• **WHAT IS EXPECTED**
Recast the stretch from the start of the listing through the line containing "539;7;564;198" as a JSON list of strings, one string per line, omitting blank lines.

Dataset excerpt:
----------
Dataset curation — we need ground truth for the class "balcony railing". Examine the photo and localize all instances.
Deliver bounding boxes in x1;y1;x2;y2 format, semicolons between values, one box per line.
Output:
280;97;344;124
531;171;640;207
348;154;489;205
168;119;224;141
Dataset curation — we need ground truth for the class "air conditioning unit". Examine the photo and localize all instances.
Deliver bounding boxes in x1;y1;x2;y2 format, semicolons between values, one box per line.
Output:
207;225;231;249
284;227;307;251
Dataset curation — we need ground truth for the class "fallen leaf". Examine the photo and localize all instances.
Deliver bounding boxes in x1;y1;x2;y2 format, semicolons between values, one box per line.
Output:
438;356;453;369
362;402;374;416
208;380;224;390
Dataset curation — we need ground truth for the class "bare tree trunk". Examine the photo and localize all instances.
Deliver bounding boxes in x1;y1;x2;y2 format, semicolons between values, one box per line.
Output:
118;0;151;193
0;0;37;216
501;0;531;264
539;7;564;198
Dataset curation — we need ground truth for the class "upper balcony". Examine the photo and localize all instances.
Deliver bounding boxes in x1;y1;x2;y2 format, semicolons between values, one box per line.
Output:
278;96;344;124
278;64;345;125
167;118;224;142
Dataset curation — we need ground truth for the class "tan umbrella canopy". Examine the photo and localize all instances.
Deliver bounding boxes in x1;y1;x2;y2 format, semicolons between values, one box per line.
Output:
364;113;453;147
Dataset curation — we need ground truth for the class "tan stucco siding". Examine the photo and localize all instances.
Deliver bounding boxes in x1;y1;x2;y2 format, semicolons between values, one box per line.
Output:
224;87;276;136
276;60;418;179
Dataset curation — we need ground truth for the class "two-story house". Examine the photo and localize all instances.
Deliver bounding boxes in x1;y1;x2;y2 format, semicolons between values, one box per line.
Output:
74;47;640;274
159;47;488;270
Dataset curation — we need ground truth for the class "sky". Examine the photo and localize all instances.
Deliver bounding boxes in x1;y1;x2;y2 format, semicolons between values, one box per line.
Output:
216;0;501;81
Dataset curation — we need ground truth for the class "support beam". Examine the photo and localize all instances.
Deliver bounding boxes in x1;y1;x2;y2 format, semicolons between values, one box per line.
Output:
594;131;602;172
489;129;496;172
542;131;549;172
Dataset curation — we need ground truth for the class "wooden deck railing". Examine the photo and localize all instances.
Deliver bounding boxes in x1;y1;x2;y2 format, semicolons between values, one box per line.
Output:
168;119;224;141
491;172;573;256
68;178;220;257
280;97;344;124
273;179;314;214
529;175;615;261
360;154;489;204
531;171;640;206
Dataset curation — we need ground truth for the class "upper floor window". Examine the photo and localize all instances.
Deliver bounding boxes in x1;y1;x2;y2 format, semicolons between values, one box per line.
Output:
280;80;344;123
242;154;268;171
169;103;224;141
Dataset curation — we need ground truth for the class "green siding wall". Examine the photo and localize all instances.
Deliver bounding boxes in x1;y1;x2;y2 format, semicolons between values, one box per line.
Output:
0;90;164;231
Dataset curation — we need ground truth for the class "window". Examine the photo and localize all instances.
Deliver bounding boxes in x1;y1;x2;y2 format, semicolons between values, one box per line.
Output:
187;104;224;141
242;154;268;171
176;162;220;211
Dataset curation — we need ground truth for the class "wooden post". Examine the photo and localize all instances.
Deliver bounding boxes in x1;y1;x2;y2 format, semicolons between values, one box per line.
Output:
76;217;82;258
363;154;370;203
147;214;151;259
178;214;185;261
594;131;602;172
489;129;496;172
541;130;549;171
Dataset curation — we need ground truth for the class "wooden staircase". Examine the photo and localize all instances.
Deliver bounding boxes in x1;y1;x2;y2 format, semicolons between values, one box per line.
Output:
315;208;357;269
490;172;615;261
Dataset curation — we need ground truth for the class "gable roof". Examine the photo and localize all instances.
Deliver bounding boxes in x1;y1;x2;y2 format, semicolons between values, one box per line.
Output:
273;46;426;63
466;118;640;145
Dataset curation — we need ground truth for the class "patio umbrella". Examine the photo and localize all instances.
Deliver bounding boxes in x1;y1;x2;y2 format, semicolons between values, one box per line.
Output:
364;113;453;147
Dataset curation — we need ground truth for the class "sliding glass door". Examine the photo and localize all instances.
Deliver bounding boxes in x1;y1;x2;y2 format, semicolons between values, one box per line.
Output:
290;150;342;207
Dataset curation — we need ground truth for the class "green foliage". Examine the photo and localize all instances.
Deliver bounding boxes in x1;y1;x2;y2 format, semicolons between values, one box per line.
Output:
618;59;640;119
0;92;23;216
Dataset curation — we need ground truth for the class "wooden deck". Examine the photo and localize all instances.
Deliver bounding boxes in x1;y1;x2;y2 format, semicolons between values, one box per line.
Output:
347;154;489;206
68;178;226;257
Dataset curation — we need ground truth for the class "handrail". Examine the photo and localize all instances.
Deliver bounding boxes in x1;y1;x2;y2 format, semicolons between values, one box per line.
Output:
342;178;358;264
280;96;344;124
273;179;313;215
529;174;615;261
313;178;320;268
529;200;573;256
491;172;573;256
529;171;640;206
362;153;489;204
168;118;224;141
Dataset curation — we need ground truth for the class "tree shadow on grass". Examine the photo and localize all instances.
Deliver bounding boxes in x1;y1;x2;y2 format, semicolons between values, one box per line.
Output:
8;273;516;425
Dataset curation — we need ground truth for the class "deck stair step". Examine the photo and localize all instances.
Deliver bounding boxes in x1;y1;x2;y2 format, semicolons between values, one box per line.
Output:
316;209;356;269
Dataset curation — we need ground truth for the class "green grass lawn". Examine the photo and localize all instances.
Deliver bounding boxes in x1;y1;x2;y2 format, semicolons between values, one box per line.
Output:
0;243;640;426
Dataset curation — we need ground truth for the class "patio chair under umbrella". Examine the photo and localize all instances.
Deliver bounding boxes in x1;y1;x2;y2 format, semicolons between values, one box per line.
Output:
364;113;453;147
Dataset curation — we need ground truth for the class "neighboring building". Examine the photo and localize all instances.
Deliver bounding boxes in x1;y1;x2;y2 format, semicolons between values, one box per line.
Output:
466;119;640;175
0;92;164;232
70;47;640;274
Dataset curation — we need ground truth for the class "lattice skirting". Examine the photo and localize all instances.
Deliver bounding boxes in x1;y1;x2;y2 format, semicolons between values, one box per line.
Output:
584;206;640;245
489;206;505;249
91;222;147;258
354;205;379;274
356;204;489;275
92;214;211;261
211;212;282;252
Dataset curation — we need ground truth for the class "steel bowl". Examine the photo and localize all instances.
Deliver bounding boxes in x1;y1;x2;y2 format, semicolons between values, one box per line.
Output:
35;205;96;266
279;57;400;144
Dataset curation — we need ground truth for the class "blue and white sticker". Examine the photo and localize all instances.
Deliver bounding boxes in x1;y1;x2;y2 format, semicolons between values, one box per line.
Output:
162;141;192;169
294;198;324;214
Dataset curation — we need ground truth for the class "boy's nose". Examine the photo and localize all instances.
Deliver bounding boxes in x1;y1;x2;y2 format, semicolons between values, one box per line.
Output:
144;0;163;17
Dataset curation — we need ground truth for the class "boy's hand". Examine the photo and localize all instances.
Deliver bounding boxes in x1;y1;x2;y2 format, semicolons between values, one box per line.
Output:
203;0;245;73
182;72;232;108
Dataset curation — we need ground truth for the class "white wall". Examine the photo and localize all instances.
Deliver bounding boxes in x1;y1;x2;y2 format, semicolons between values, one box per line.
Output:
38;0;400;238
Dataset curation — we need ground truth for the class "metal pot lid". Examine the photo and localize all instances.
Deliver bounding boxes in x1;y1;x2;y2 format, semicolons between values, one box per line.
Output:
----------
• **THE RESULT**
[
  "Dataset curation — we need ground truth for the class \"balcony railing\". Examine the photo and localize all instances.",
  "Deliver bounding boxes in x1;y1;x2;y2 format, semicolons between values, one box per line.",
  "Output:",
  "280;97;344;124",
  "531;171;640;207",
  "348;154;489;205",
  "168;119;224;141",
  "Dataset curation — we need ground truth for the class \"air conditioning unit\". Examine the photo and localize all instances.",
  "Deliver bounding boxes in x1;y1;x2;y2 format, semicolons between values, one box per line.",
  "Output:",
  "207;225;231;249",
  "284;227;307;251",
  "Dataset curation — we need ground truth for the class \"fallen leaf\". Examine the photo and localize all instances.",
  "Deliver bounding boxes in x1;y1;x2;y2 format, semicolons between values, one box per line.",
  "Output:",
  "438;356;453;369",
  "362;402;374;416",
  "208;380;224;390",
  "Dataset curation — we need ground truth for the class \"bare tree trunk\". Examine the photo and localize all instances.",
  "Deliver bounding boxes in x1;y1;x2;y2 format, semicolons between values, one box per line.",
  "Output:",
  "118;0;151;193",
  "0;0;37;216",
  "501;0;531;264",
  "539;7;564;198"
]